Skip every image and restate the data word for word.

GIVEN INFORMATION:
========

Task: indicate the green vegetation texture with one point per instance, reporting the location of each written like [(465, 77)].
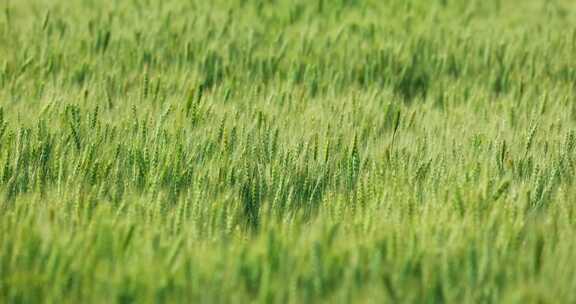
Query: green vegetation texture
[(276, 151)]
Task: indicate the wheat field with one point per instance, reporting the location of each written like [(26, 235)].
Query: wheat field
[(287, 151)]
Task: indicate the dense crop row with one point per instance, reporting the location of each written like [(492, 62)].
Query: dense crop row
[(287, 151)]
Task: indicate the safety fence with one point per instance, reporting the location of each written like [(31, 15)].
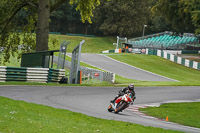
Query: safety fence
[(170, 55), (89, 74), (40, 75)]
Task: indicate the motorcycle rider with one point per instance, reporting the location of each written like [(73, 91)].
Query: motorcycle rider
[(125, 90)]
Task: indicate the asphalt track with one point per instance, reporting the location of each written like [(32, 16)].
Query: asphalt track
[(93, 101), (122, 69)]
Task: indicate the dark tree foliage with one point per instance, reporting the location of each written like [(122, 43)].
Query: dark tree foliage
[(26, 23), (122, 17), (182, 15)]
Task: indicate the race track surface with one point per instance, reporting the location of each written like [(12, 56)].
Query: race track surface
[(122, 69), (93, 101)]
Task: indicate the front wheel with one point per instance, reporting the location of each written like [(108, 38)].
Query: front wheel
[(120, 107), (110, 108)]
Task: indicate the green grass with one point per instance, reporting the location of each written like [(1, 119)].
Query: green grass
[(19, 116), (13, 62), (182, 113), (158, 65)]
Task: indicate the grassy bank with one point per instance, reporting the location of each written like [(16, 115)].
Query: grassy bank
[(158, 65), (182, 113), (19, 116)]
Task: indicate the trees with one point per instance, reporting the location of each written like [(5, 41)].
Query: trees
[(36, 19), (121, 17), (182, 15)]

========

RESULT OF THE TASK:
Task: indicate the green vegetation texture with one point per instance, reporting the location of each written like [(465, 77)].
Query: green vegetation texture
[(276, 151)]
Task: indicate the wheat field with one point per instance, reporting the location of each written like [(26, 235)].
Query: wheat field
[(287, 151)]
Task: indicate the dense crop row with one point per instance, reporting the location of each written like [(492, 62)].
Query: dense crop row
[(287, 151)]
Task: indicate the safety fence with one point per instance, reporting the location of each written like [(31, 15)].
Query: safety fence
[(170, 55), (89, 74), (40, 75)]
Task: indicate the motorcycle rider with one point per instance, reporting the location of each written like [(73, 91)].
Query: motorcycle rider
[(125, 90)]
Task: indicate the asphalt track with one point per instance, reporting the location of each written like [(32, 16)].
Query: asphalt track
[(93, 101), (122, 69)]
Task: indicate the dark tree foliage with one point per instance, reporting the location of each written like [(122, 43)].
Query: dark tree foliage
[(26, 23), (122, 17), (182, 15)]
Task: indicate the race track surface with one point per instance, reporting the location of each written like [(12, 56)].
Query: race track surface
[(122, 69), (93, 101)]
Task: indicate the front wheel with one point per instance, reporting the location of each written like [(108, 38)].
Query: front wheel
[(120, 107), (110, 108)]
Task: indicate the green grass with one point per instance, reporting the location of each written like [(1, 119)].
Query: green grass
[(19, 116), (13, 62), (182, 113), (158, 65)]
Task: indicate the grassy bank with one point per instance, reporting the location of each written like [(16, 115)].
Query: grassy bank
[(158, 65), (182, 113), (19, 116)]
Task: indicate the trees with one point per instance, reporting the location of each written like [(5, 41)].
Query: trees
[(36, 19), (121, 17), (182, 15)]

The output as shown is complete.